YOUR OBJECTIVE:
Pictures do not belong in the copy, so please give every entry below again exactly.

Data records
——————

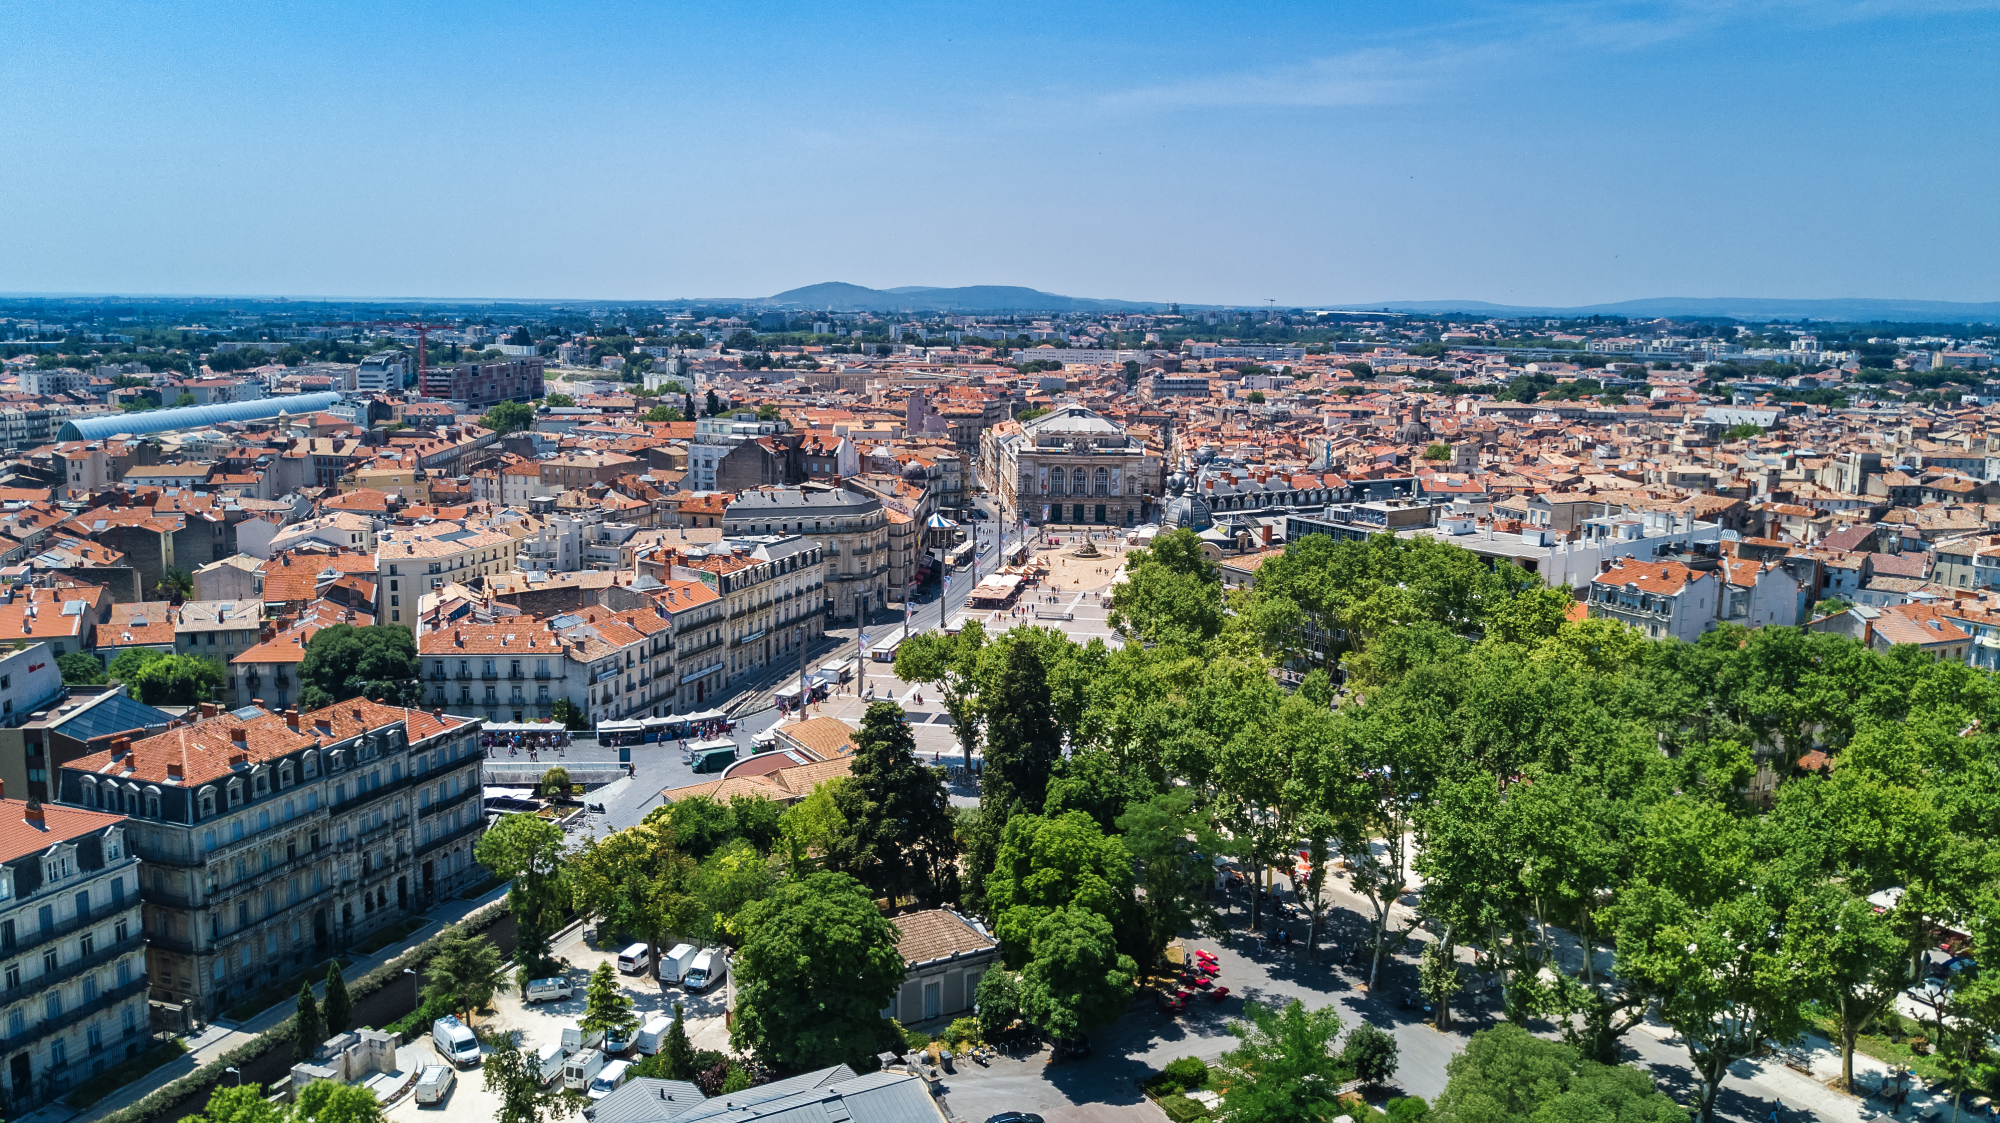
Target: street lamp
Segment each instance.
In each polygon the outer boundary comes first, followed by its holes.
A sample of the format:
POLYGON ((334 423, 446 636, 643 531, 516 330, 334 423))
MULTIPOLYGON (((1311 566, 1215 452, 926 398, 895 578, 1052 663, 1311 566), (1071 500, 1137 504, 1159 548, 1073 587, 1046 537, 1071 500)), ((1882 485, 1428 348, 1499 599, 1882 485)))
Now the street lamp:
POLYGON ((240 1068, 237 1068, 237 1067, 236 1067, 235 1065, 230 1065, 230 1066, 229 1066, 228 1068, 225 1068, 225 1069, 223 1069, 222 1071, 224 1071, 224 1072, 227 1072, 227 1073, 232 1073, 232 1074, 234 1074, 234 1075, 235 1075, 235 1077, 236 1077, 236 1086, 237 1086, 238 1088, 241 1088, 241 1087, 243 1086, 243 1070, 242 1070, 242 1069, 240 1069, 240 1068))
POLYGON ((410 1009, 415 1010, 424 1004, 423 988, 417 982, 417 973, 415 971, 405 967, 403 968, 403 974, 410 977, 410 1009))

——————

RESPONSE:
Target: street lamp
Segment each instance.
In each polygon the outer boundary comes first, followed by its holes.
A sample of the format:
POLYGON ((334 423, 446 636, 643 531, 516 330, 334 423))
MULTIPOLYGON (((1311 566, 1215 452, 926 398, 895 578, 1052 663, 1311 566), (1071 500, 1137 504, 1159 548, 1073 587, 1046 537, 1071 500)), ((1882 485, 1428 348, 1499 599, 1882 485)))
Now the street lamp:
POLYGON ((240 1068, 237 1068, 237 1067, 236 1067, 235 1065, 230 1065, 230 1066, 229 1066, 228 1068, 225 1068, 225 1069, 223 1069, 222 1071, 224 1071, 224 1072, 227 1072, 227 1073, 232 1073, 232 1074, 234 1074, 234 1075, 235 1075, 235 1077, 236 1077, 236 1086, 237 1086, 238 1088, 241 1088, 241 1087, 243 1086, 243 1070, 242 1070, 242 1069, 240 1069, 240 1068))
POLYGON ((410 1009, 415 1010, 424 1004, 423 988, 417 982, 417 973, 415 971, 405 967, 403 968, 403 974, 410 977, 410 1009))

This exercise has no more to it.